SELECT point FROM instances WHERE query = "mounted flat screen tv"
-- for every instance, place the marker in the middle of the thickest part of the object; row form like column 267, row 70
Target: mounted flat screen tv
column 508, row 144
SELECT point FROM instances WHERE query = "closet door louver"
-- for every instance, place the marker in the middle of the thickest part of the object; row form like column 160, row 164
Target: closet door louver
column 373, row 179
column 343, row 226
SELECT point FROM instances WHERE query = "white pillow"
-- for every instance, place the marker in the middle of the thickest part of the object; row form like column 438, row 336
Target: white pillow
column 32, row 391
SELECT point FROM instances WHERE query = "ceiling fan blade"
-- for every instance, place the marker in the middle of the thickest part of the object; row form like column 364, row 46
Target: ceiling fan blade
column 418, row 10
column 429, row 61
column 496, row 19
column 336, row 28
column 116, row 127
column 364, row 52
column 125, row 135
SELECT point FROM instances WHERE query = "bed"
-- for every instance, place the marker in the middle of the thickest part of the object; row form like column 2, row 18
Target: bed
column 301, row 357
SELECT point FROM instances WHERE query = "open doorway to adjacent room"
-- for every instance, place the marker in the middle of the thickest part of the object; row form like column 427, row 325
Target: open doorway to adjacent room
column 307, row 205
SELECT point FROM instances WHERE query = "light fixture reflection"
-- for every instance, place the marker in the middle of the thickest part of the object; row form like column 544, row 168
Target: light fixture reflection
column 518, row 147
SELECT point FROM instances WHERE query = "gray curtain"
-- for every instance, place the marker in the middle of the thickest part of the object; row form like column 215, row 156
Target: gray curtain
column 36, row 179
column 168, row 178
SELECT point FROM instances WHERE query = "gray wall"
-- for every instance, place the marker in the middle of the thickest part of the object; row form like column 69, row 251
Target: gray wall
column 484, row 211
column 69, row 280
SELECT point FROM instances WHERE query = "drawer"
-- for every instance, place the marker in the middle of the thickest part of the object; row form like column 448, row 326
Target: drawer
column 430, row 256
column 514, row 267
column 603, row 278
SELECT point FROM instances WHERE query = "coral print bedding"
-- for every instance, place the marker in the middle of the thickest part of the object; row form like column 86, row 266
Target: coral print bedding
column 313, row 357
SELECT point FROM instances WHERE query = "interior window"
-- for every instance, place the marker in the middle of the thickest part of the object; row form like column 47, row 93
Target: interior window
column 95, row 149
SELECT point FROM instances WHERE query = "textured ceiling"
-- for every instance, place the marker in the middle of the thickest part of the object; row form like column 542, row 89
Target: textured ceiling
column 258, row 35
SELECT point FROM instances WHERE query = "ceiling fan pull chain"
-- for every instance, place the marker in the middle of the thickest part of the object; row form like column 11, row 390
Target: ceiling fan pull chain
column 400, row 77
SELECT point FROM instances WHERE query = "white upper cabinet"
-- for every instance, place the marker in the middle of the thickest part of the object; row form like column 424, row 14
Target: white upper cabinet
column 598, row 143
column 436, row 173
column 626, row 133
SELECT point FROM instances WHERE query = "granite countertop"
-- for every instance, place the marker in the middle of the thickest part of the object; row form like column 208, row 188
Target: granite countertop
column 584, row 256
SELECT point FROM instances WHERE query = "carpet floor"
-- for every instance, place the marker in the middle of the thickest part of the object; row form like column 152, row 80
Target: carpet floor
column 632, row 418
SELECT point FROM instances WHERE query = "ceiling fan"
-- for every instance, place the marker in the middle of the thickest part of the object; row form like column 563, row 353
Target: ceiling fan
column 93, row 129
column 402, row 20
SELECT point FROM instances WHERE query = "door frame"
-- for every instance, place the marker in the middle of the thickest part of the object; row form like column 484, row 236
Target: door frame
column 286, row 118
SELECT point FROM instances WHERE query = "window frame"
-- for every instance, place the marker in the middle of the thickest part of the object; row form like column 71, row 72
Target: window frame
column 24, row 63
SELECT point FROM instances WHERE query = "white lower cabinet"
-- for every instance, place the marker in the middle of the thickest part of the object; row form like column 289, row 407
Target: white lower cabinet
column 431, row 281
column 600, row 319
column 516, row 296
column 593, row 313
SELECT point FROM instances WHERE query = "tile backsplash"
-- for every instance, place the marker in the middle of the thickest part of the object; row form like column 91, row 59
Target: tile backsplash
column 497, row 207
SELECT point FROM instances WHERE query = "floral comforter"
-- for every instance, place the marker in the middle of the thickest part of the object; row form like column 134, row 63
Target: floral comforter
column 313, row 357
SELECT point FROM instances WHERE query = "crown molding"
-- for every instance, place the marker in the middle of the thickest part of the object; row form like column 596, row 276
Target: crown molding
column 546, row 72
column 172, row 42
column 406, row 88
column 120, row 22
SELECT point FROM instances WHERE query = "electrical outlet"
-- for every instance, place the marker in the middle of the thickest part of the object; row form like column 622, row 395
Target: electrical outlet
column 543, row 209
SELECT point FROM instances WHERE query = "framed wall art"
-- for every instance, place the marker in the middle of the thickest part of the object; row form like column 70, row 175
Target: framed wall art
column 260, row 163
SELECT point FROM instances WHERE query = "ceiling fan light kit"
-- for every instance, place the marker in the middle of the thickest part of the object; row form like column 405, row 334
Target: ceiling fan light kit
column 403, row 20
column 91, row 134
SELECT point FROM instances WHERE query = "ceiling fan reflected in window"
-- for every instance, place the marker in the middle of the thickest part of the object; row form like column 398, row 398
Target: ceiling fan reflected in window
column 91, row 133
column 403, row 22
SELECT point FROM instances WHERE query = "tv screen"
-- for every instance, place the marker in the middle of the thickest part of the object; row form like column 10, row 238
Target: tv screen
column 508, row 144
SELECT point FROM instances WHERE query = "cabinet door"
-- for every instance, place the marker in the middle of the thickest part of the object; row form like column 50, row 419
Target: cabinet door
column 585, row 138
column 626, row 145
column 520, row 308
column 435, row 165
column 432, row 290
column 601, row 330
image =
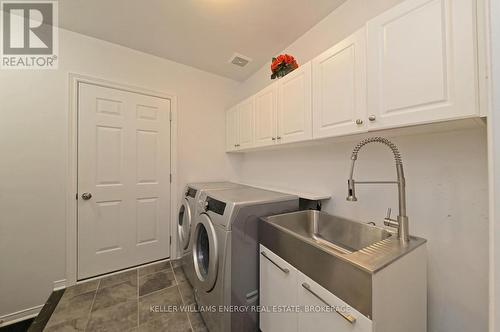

Your instructions
Convert all of the material above into a JSON list of strings with one string per line, omitting blank lines. Leave the pictures out of the answer.

Written answer
[
  "SELECT point FROM instances WHERE query = \"mounted flat screen tv\"",
  "-- for every instance, place the marker in the middle of the thickest part of the object; row form like column 267, row 70",
  "Target: mounted flat screen tv",
  "column 508, row 144",
  "SELECT point FROM instances WHERE query = \"closet door louver\"",
  "-- for every instance, place the marker in the middle of the thickest part of the object; row form like column 160, row 164",
  "Target: closet door louver",
  "column 373, row 179",
  "column 343, row 226",
  "SELECT point FROM instances WHERE query = \"white pillow\"",
  "-- for every instance, place the marker in the middle of the thickest part of the object; row form like column 438, row 336",
  "Target: white pillow",
  "column 32, row 391",
  "SELECT point FROM instances WHERE query = \"ceiling fan blade\"",
  "-- for every instance, place the marker in the middle of the thickest part of the object; row form like column 364, row 46",
  "Target: ceiling fan blade",
  "column 418, row 10",
  "column 429, row 61",
  "column 496, row 19",
  "column 336, row 28",
  "column 116, row 127",
  "column 364, row 52",
  "column 125, row 135",
  "SELECT point FROM instances WHERE query = \"bed\"",
  "-- for every instance, place the marker in the middle of the thickest part of the object; row form like column 2, row 18",
  "Target: bed",
  "column 301, row 357",
  "SELECT point FROM instances WHERE query = \"open doorway to adjacent room\"",
  "-- for every instance, place the marker in the middle of the thickest part of the object; row form like column 427, row 325",
  "Target: open doorway to adjacent room",
  "column 307, row 205",
  "SELECT point FROM instances WHERE query = \"light fixture reflection\"",
  "-- for every instance, place the marker in the middle of the thickest part of the object; row form like column 544, row 168",
  "Target: light fixture reflection",
  "column 518, row 147",
  "SELECT point FROM instances WHERE query = \"gray curtain\"",
  "-- for every instance, place the marker in the middle of the thickest part of the object; row form like column 215, row 156",
  "Target: gray curtain",
  "column 36, row 179",
  "column 168, row 178",
  "SELECT point FROM instances WHERE query = \"gray wall\"",
  "-- for every instance, place the marker in the middle of the thickest part of the object; row form like column 69, row 251",
  "Target: gray wall",
  "column 484, row 211",
  "column 69, row 280",
  "SELECT point FROM instances WHERE query = \"drawer\"",
  "-- for every instance, place the marker in the middle of the thickest part of the object; row form like column 448, row 326",
  "Target: drawer",
  "column 430, row 256",
  "column 514, row 267",
  "column 603, row 278",
  "SELECT point FROM instances WHERE query = \"coral print bedding\"",
  "-- for every instance, place the marker in the middle of the thickest part of the object; row form like column 86, row 266",
  "Target: coral print bedding",
  "column 313, row 357",
  "SELECT point FROM instances WHERE query = \"interior window\"",
  "-- for every instance, place the marker in the middle of the thickest part of the object; row form like column 47, row 93",
  "Target: interior window",
  "column 95, row 149",
  "SELECT point FROM instances WHERE query = \"textured ceiling\"",
  "-- for every instance, place the marker in the middle of the thickest part of the object; row form like column 542, row 89",
  "Target: textured ceiling",
  "column 258, row 35",
  "SELECT point FROM instances WHERE query = \"ceiling fan pull chain\"",
  "-- for every instance, place the marker in the middle of the thickest part of the object; row form like column 11, row 390",
  "Target: ceiling fan pull chain",
  "column 400, row 77",
  "SELECT point FROM instances WHERE query = \"white upper cabinet\"",
  "-- for every instance, place the marker in the middle of the thickest part of the object; row form like column 424, row 14",
  "Target: white upper cabinet",
  "column 598, row 143",
  "column 436, row 173",
  "column 626, row 133",
  "SELECT point FROM instances WHERE query = \"granite countertop\"",
  "-- for every instance, place the marker in the middle of the thickest part of the object; row form like column 208, row 188",
  "Target: granite countertop",
  "column 584, row 256",
  "SELECT point FROM instances WHERE query = \"carpet floor\"",
  "-- for every instance, place the marker in the middle of the thickest part of the object; row form like column 152, row 80",
  "Target: carpet floor",
  "column 632, row 418",
  "SELECT point FROM instances WHERE query = \"ceiling fan\"",
  "-- for every instance, place the marker in the middle of the thickest part of the object; row form like column 563, row 353",
  "Target: ceiling fan",
  "column 93, row 129",
  "column 402, row 20",
  "SELECT point FROM instances WHERE query = \"door frame\"",
  "-- for every instance, place the marker in the middle of the thickest part of the object; row form like column 484, row 236",
  "Target: door frame",
  "column 286, row 118",
  "SELECT point FROM instances WHERE query = \"window frame\"",
  "-- for every instance, place the marker in the middle of the thickest part of the object; row form like column 71, row 72",
  "Target: window frame",
  "column 24, row 63",
  "SELECT point FROM instances WHERE query = \"white lower cabinet\"",
  "-- for every instance, place the marker in the middle of the thickest part of the object; row form like column 289, row 407",
  "Target: white lower cabinet",
  "column 431, row 281",
  "column 600, row 319",
  "column 516, row 296",
  "column 593, row 313",
  "SELECT point FROM instances WHERE query = \"tile backsplash\"",
  "-- for every instance, place the marker in the middle of the thickest part of the object; row form like column 91, row 59",
  "Target: tile backsplash",
  "column 497, row 207",
  "SELECT point FROM instances WHERE query = \"floral comforter\"",
  "-- for every instance, place the marker in the middle of the thickest part of the object; row form like column 134, row 63",
  "Target: floral comforter",
  "column 313, row 357",
  "SELECT point FROM instances WHERE query = \"crown molding\"",
  "-- for every instance, place the marker in the middle of the thickest part of the object; row form like column 596, row 276",
  "Target: crown molding",
  "column 546, row 72",
  "column 172, row 42",
  "column 406, row 88",
  "column 120, row 22",
  "SELECT point FROM instances WHERE query = \"electrical outlet\"",
  "-- for every instance, place the marker in the middle of the thickest part of the object; row form like column 622, row 395",
  "Target: electrical outlet",
  "column 543, row 209",
  "SELECT point FROM instances WHERE query = \"framed wall art\"",
  "-- for every instance, place the marker in the middle of the thickest part of the object; row form like column 70, row 175",
  "Target: framed wall art",
  "column 260, row 163",
  "SELECT point FROM instances WHERE query = \"ceiling fan light kit\"",
  "-- for every instance, place the marker in the middle of the thickest part of the object; row form like column 405, row 334",
  "Target: ceiling fan light kit",
  "column 403, row 20",
  "column 91, row 134",
  "SELECT point FROM instances WHERE query = \"ceiling fan reflected in window\"",
  "-- for every instance, place the marker in the middle of the thickest part of the object; row form like column 398, row 398",
  "Target: ceiling fan reflected in window",
  "column 91, row 133",
  "column 403, row 22",
  "SELECT point FROM instances WHERE query = \"tv screen\"",
  "-- for every instance, place the marker in the middle of the thickest part of the object; row form like column 10, row 238",
  "Target: tv screen",
  "column 508, row 144",
  "SELECT point FROM instances WHERE query = \"cabinet door\"",
  "-- for every instance, place the marker in the middle of the thickest part of the object; row form like column 50, row 419",
  "Target: cabinet door",
  "column 585, row 138",
  "column 626, row 145",
  "column 520, row 308",
  "column 435, row 165",
  "column 432, row 290",
  "column 601, row 330",
  "image ="
]